*Problem*
Render every line of the records below as a JSON list of strings, one string per line, omitting blank lines and excluding the pictures.

*Provided data*

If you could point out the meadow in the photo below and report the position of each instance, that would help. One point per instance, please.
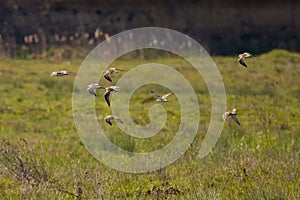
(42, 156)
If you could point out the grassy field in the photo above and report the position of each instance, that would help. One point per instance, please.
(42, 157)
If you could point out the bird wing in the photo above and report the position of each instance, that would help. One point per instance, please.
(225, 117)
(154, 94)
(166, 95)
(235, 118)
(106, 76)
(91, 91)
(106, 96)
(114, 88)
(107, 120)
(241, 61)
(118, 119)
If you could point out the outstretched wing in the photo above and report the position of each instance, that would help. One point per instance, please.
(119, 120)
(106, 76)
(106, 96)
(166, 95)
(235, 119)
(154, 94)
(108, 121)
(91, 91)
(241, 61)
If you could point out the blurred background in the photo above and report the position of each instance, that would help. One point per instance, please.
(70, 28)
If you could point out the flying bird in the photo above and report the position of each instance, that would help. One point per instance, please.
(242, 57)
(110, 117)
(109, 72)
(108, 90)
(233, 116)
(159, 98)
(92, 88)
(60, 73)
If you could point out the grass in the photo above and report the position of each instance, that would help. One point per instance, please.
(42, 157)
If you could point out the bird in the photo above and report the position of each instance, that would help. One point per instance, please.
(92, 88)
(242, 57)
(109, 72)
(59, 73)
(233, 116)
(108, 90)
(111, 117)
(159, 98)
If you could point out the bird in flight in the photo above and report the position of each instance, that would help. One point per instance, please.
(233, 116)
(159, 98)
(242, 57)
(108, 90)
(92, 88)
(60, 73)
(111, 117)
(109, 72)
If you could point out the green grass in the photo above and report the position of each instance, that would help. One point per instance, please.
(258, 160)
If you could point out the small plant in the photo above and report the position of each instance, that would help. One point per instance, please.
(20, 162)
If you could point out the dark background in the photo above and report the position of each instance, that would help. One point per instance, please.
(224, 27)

*Result for this task*
[
  "If you could point out the meadow in the photo below and report the position of each instance, that would help. One point per instance, please.",
  "(42, 156)",
  "If you could point out the grassy field in the photo above and report the position of each instance, that would help. One point per instance, please.",
  "(42, 157)",
  "If you could point out the bird wing in the photo above and report the position of each instance, that would help. One point per instance, please.",
  "(225, 117)",
  "(154, 94)",
  "(166, 95)",
  "(235, 118)",
  "(106, 76)",
  "(91, 91)",
  "(106, 96)",
  "(114, 88)",
  "(107, 120)",
  "(241, 61)",
  "(118, 119)",
  "If you could point out the outstretched wing in the photo above and report the position of each instance, that would help. One point per instance, please.",
  "(119, 120)",
  "(106, 76)",
  "(106, 96)",
  "(166, 95)",
  "(235, 119)",
  "(154, 94)",
  "(108, 121)",
  "(91, 91)",
  "(241, 61)",
  "If you could point out the blurred background in the photo above and report the position of each instance, that would help. One point per instance, please.",
  "(70, 28)",
  "If you could point out the flying bird in the photo above and report the position of each instance, that would help. One point per instance, please.",
  "(242, 57)",
  "(110, 117)",
  "(109, 72)",
  "(108, 90)",
  "(233, 116)",
  "(159, 98)",
  "(92, 88)",
  "(60, 73)",
  "If you could point out the grass in the photo above and report the position of each instance, that would help. One point per instance, please.",
  "(42, 157)",
  "If you could point out the bird in the photo above and report the position of each instance, that would help. One point per instance, please.",
  "(92, 88)",
  "(242, 57)",
  "(109, 72)",
  "(59, 73)",
  "(233, 116)",
  "(108, 90)",
  "(111, 117)",
  "(159, 98)",
  "If you could point out the bird in flight in the photo above and report the position of each instance, that would help. One point per instance, please.",
  "(233, 116)",
  "(159, 98)",
  "(242, 57)",
  "(108, 90)",
  "(92, 88)",
  "(60, 73)",
  "(111, 117)",
  "(109, 72)",
  "If you could point out the green grass in the photo above and report the position of each instance, that would help. One point per instance, please.",
  "(258, 160)",
  "If you could point out the small plant in the photo above and report the position of each instance, that would help. One point per instance, please.",
  "(20, 162)",
  "If you could point out the dark background in the photo above and report the position of each instance, that would help. One point per instance, please.",
  "(224, 27)"
]